═══ Textauszug

Die Erdoberfläche besteht zu zwei Dritteln aus Wasser (Ozeane und Meere) und bietet nur zu einem Drittel Landoberfläche (Kontinente und Inseln), von dem wiederum nur ein Bruchteil oikumene ist, also bewohnbare Landschaft. Darauf richteten sich die Interessen der Menschen primär, sie suchten das Land, in dem Milch und Honig fließen, den locus amoenus. Nur als Mittel zum Zweck wurden Gebirge überquert, Wüsten durchzogen und Ozeane besegelt. Einzelne treibt jedoch die Neugier als Selbstzweck zum Aufbruch - ihr Abenteuer besteht darin Grenzen nicht zu akzeptieren und die nicht-bewohnbaren Landschaften als Herausforderung zu betrachten. Diese werden zum Zwischenraum, die Fahrt hindurch wird zum Übergang. Das Risiko solcher Unternehmungen und Projekte trägt der Einzelne, der Nutzen im Erfolgsfall kommt allen zugute.

Die Entdeckungsgeschichte der Erde

in der Rückschau begann der Homo erectus vor 1-2 Millionen Jahren, den eurasischen Kontinent zu entdecken; ihm folgten der Homo heidelbergensis, der Homo florensis (»Hobbit«) und der Denisova-Mensch. Frühestens vor rund 100.000 Jahren verließ der Homo sapiens Afrika. Er traf auf die anderen, man begegnete und vermischte sich manchmal. Überlebt hat nur der Homo sapiens. Er entdeckte als »homo viator« die Erde, ziemlich lange und oft mehrmals 1), vielleicht auch weil er mehr als die anderen ein »homo portans« war, ein Gepäckträger.

══════

▸ **Aufgabe 1**
Stimmen die folgenden Aussagen mit dem Textauszug überein? Antworte jeweils mit Ja oder Nein und belege das mit dem genauen Wortlaut der entscheidenden Stelle.
(a) Zwei Drittel der Erdoberfläche bestehen aus Wasser.
(b) Das Risiko solcher Unternehmungen tragen alle gemeinsam.
(c) Der Homo sapiens verließ Afrika vor mindestens 200.000 Jahren.
▸ **Aufgabe 2**
Zähle alle Menschenarten auf, die der Textauszug namentlich nennt. Beinamen wie »homo viator« zählen nicht dazu.
▸ **Aufgabe 3**
Führe den Textauszug über die Entdeckungsgeschichte der Erde nach seinem letzten Satz weiter.

═══ Datensätze

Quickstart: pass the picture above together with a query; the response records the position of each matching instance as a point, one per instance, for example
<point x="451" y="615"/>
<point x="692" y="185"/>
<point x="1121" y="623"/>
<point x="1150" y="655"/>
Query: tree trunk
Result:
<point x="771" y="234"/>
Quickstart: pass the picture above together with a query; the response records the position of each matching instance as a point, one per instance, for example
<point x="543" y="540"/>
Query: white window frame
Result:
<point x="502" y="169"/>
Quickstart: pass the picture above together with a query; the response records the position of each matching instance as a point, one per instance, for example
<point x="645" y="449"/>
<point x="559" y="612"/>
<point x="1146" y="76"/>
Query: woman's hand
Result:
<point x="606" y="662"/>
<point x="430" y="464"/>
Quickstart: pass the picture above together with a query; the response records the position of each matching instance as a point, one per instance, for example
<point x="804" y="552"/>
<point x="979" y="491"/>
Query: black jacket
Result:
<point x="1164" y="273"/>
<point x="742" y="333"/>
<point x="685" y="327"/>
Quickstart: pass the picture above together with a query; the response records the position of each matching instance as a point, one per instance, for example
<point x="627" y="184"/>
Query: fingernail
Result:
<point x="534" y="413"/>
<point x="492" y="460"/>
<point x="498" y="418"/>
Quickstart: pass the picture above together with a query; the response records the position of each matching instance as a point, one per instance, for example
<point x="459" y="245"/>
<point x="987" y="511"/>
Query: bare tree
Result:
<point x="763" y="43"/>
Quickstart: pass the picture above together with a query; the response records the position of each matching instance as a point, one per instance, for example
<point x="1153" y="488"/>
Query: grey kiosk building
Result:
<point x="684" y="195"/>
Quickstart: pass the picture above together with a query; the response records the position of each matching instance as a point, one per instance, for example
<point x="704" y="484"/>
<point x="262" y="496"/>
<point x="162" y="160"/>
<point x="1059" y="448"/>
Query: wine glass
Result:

══════

▸ **Antwort 1**
(a) Ja: „Die Erdoberfläche besteht zu zwei Dritteln aus Wasser (Ozeane und Meere)“
(b) Nein: „Das Risiko solcher Unternehmungen und Projekte trägt der Einzelne“
(c) Nein: „Frühestens vor rund 100.000 Jahren verließ der Homo sapiens Afrika.“

▸ **Antwort 2**
Homo erectus, Homo heidelbergensis, Homo florensis (»Hobbit«), Denisova-Mensch, Homo sapiens

▸ **Antwort 3**
Der größte Schritt war jedoch die Entdeckung der Rückseite der Erde. Diese war den Blicken ebenso entzogen wie die Rückseite des Mondes: unendlich weit weg, verborgen und undenkbar. In dieser langen *Entdeckungsgeschichte haben *Entdecker und Erforscher jahrtausendelang das *Wissen über die Erde zusammengetragen und damit die *Welt der Menschen immer wieder verändert.

Der Erste seiner Art: Wanderungen

Die Entdeckung war immer so lange neu, wie das *Wissen über die Entdeckung nicht allgemein zugänglich war. Irgendwann setzte der erste Homo sapiens seinen Fuss auf das amerikanische Festland. Rückblickend war er der erste. Aber hat er Amerika entdeckt? Schließlich hat er weder nach Amerika gesucht noch gewusst, dass es einen amerikanischen Kontinent gibt. Seine Nachfahren besiedelten den ganzen Kontinent, waren sich dessen aber nicht bewusst; so wenig wie sie wussten, dass es noch andere Kontinente gibt. Über die Besiedlungsgeschichte Amerikas weiß man wenig, um so phantasievoller wird darüber gestritten.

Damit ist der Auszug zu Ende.